Nevada will rejoin $26B multistate opioid settlement
Nevada will receive millions in the settlement against opioid manufacturers and distributors.
Updated January 4, 2022 - 2:31 pm
CARSON CITY — Nevada will reverse course and rejoin a $26 billion multistate settlement with opioid distributors and manufacturers in light of recent court decisions and other changes that could delay the state receiving funds, Attorney General Aaron Ford announced Tuesday.
Ford said that the state would receive some $285 million through a pair of settlements.
“After multiple new developments, I ultimately decided that it was in Nevada’s best interest to join this settlement,” Ford said in a streamed news conference Tuesday.
Nevada was among eight states that chose to opt out of some or all of the multistate settlement reached in July with drugmaker Johnson & Johnson and distributors McKesson, AmerisourceBergen and Cardinal Health.
But since Nevada’s opt-out decision in August, court rulings involving other states, along with the December reversal of a bankruptcy settlement with OxyContin maker Purdue Pharma, prompted the state to reconsider, Ford said.
“I can tell you that this is the best deal for our state from these defendants,” Ford said. “Nevada will get more money, we’ll get it faster because of the settlements we have entered into, and we can start doing the work to heal our state from this epidemic.”
The state’s share of the multistate settlement with the three drug distributors is $231.7 million, with initial payments coming in April and July this and every July thereafter for 17 years. Under a separate settlement with Johnson & Johnson and its Janssen Pharmaceuticals subsidiary, Nevada will receive $53.5 million total, with 95 percent of it coming this year.
Under a 2021 agreement, the state shares the settlement payments with 29 local government entities. After attorneys fees, the state’s share is 44 percent with localities sharing 39 percent and counties dividing the remaining 17 percent, based on the state’s share of Medicaid claims payments in each jurisdiction.
Legislation enacted last year created a special account for opioid settlement funds to cover statewide projects and grants to regional, local and tribal governments and private organizations for programs to address the impacts of opioid and other substance abuse. The measure also sets up an assessment procedure to identify and prioritize needs.
Ford also announced that the state has received a $5.75 million grant from the Department of Justice to fund jail and hospital diversion programs and assessment and case management for high-risk people in rural parts of the state.
Nevada has pending claims against other drug companies.
“We still have a long way to go on this lawsuit,” Ford said. “We have numerous claims against many other defendants still remaining, including other manufacturers and pharmacy defendants.”
Ford noted that 1,300 Nevadans died from opioid use from January 2019 to October 2021.
Last year, Ford announced a $45 million settlement against one company involved in the opioid litigation. The lawsuit is being handled on a contingency fee basis for the state by Eglet Adams, the law firm where Ford worked as a private attorney before being elected attorney general in 2018. But Ford recused himself from the selection process.

• Information shown:
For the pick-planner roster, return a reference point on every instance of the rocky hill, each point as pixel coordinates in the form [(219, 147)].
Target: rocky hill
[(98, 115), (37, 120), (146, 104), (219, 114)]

• Complete the following:
(A) In the opioid settlement article, how many local government entities share the settlement payments with Nevada?
(B) Copy the opioid settlement article word for word, from "Updated January 4, 2022" up to and including "news conference Tuesday.".

• Exercise answers:
(A) 29 local government entities.

(B)
Updated January 4, 2022 - 2:31 pm
CARSON CITY — Nevada will reverse course and rejoin a $26 billion multistate settlement with opioid distributors and manufacturers in light of recent court decisions and other changes that could delay the state receiving funds, Attorney General Aaron Ford announced Tuesday.
Ford said that the state would receive some $285 million through a pair of settlements.
“After multiple new developments, I ultimately decided that it was in Nevada’s best interest to join this settlement,” Ford said in a streamed news conference Tuesday.